* _Exercise requirements_: Convert all of the data below into a numbered list, leaving out any blank lines.

** Begin Raw data **

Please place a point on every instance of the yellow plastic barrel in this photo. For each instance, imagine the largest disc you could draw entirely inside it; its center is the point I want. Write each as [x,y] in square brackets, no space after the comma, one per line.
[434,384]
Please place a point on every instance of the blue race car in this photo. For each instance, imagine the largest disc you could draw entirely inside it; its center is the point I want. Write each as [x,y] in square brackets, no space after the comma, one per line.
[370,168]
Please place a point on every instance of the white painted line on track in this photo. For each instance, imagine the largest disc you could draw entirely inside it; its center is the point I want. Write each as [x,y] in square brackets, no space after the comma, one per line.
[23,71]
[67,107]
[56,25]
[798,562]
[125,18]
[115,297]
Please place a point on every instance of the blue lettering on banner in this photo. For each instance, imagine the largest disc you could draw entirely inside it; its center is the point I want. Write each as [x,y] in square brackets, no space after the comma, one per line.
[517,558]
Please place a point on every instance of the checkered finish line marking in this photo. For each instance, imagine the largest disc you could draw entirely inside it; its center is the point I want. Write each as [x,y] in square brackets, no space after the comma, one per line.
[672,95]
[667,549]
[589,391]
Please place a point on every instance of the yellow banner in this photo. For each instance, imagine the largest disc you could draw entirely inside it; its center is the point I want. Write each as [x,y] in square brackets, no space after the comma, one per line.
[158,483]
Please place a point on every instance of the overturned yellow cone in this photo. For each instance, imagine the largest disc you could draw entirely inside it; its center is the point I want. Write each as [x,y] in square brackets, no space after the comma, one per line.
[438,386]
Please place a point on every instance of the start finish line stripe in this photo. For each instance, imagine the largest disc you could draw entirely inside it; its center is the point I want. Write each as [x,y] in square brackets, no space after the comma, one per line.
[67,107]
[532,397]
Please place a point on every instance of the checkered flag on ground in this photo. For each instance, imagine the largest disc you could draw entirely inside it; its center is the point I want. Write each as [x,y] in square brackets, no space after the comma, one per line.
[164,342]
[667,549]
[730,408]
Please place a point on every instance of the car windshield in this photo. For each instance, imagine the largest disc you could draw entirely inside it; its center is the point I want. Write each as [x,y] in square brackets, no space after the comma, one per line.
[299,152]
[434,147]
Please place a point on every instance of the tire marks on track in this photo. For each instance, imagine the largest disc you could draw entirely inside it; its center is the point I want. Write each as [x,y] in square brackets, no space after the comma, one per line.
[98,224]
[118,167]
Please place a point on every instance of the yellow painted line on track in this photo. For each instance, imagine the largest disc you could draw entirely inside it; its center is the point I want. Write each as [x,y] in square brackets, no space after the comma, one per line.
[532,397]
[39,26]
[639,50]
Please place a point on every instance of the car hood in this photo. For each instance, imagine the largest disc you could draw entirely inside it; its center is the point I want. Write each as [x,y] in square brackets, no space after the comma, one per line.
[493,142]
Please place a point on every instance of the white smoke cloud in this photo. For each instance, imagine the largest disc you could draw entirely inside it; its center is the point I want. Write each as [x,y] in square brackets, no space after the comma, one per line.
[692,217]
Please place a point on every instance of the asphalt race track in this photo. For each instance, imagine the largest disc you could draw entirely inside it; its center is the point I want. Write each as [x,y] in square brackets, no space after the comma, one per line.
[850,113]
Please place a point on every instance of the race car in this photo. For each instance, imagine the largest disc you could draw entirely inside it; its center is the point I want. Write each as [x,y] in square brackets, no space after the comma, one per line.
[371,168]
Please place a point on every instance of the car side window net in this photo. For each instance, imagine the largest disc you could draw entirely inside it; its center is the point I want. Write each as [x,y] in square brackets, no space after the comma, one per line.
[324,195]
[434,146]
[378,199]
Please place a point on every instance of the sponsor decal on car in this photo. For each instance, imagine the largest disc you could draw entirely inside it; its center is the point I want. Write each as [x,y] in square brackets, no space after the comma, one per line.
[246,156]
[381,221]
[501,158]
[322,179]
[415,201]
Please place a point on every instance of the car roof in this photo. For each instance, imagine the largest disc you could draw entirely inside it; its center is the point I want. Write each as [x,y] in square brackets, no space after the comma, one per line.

** End Raw data **

* _Exercise answer_:
1. Please place a point on every instance of the yellow plastic barrel in this photo. For each instance, imagine the largest disc you could draw entirely inside it; its center is the point I want. Write each as [x,y] in square brackets, no space after the comma, one per line.
2. [434,384]
3. Please place a point on every instance of the blue race car in this photo. For each instance, imagine the largest disc you could draw entirely inside it; its center is the point I want. Write each as [x,y] in square brackets, no space after the comma, one per line.
4. [370,168]
5. Please place a point on every instance of the white painted line on track in this photo. For each instance, imagine the largest disc you could draw entirely inside it; its center is the point I want. Write each as [x,y] in square brackets, no space after the comma, one per line.
6. [23,71]
7. [67,107]
8. [56,25]
9. [798,562]
10. [125,18]
11. [115,297]
12. Please place a point on every instance of the blue lettering on banner in this photo. For each instance, imagine the largest disc you could draw entirely inside it; its center is the point I want. Write each as [x,y] in square brackets, no space after the comma, one per line.
13. [517,558]
14. Please place a point on every instance of the checkered finish line marking in this photo. For each instance, imagine the largest disc you could draw entirely inside it; its center is the point I want. Write each as [x,y] in square brackets, no space after the comma, one per line.
15. [672,95]
16. [667,549]
17. [589,391]
18. Please place a point on every instance of the yellow banner in this photo. For each instance, imagine the largest disc you could draw entirely inside it; its center is the point I want. Write each as [x,y] in square brackets, no space after the comma, one per line.
19. [158,483]
20. Please place a point on every instance of the overturned yellow cone in this photo. For each instance, imagine the largest disc you could draw entirely inside it; its center is the point I want. Write each as [x,y] in square brackets, no space after the comma, one per line.
21. [438,386]
22. Please place a point on every instance of the start finish line stripe in this photo. For each instance, imagine the largest disc you could draw entirely inside it; its center is the point I want. Write each as [x,y] in square brackets, no space after the comma, one per line.
23. [67,107]
24. [532,397]
25. Please place a point on every instance of the checkered flag on ground in this photo. For each instance, imagine the largest disc you could draw entirely inside it; its center is the point I want. Write each as [x,y] in square brackets, no space after the comma, one per line.
26. [164,342]
27. [667,549]
28. [730,408]
29. Please place a point on every instance of the car windshield in this photo. For each instance, imagine the largest disc you could draw entirely inside it; its center is the point I want. Write each as [x,y] in square brackets, no space after the comma, one per line.
30. [299,152]
31. [434,147]
32. Please place a point on every instance of the tire marks on track in this photo. For each instance, imagine the largest disc you could draw entirely inside it; its center is the point I want. Write each as [x,y] in square brackets, no space after the comma, one per line.
33. [98,224]
34. [118,167]
35. Please place a point on every instance of the yellow painted line on track in this photo. For each instance, imagine the largest disc you could draw entirely inside it; its center is the point I want. Write each as [x,y] in square brackets, no space after the comma, one per line.
36. [532,397]
37. [39,26]
38. [639,50]
39. Please place a point on every instance of the car hood in this photo. For each instance, imagine the largest disc you could draw entirely inside it; its center is the point I want. Write each as [x,y] in square brackets, no space after the comma, one per line.
40. [493,142]
41. Please place a point on every instance of the white smoke cloud in this photo. For each instance, imagine the largest disc you could draw entirely inside it; its center is the point I want. Write each as [x,y] in square brackets, no space after the comma, one per line.
42. [692,217]
43. Please place a point on every instance of the asphalt race track in this photo. For each instance, imagine the largest disc you could draw entirely inside it; its center is the point I want. Write each as [x,y] in square brackets, no space after the comma, one per line.
44. [850,113]
45. Please place a point on every instance of the race car in this photo. For each instance, imagine the largest disc you could draw entirely inside it; its center is the point I want. Write each as [x,y] in square brackets, no space after the comma, one per line.
46. [371,168]
47. Please place a point on every instance of the car side window net in this photo. For each instance, imagine the largest disc you could draw entirely inside it; its center is the point I want. Write each as [x,y] in square brackets, no space after the comma, one per line.
48. [324,195]
49. [434,146]
50. [378,199]
51. Please place a point on every instance of the sponsor decal on car in this photo. For each instance, imagine the largest disc you could draw entirely inside it; its center is the point I want. Write each as [x,y] in square brackets, no space after the comma, one per line.
52. [246,156]
53. [381,221]
54. [501,158]
55. [322,179]
56. [415,201]
57. Please place a point on every instance of the car roof in this photo. For each instance, imagine the largest disc you could draw entirely inside it; its center is the point I want. Write each as [x,y] in square brackets, no space after the comma, one per line.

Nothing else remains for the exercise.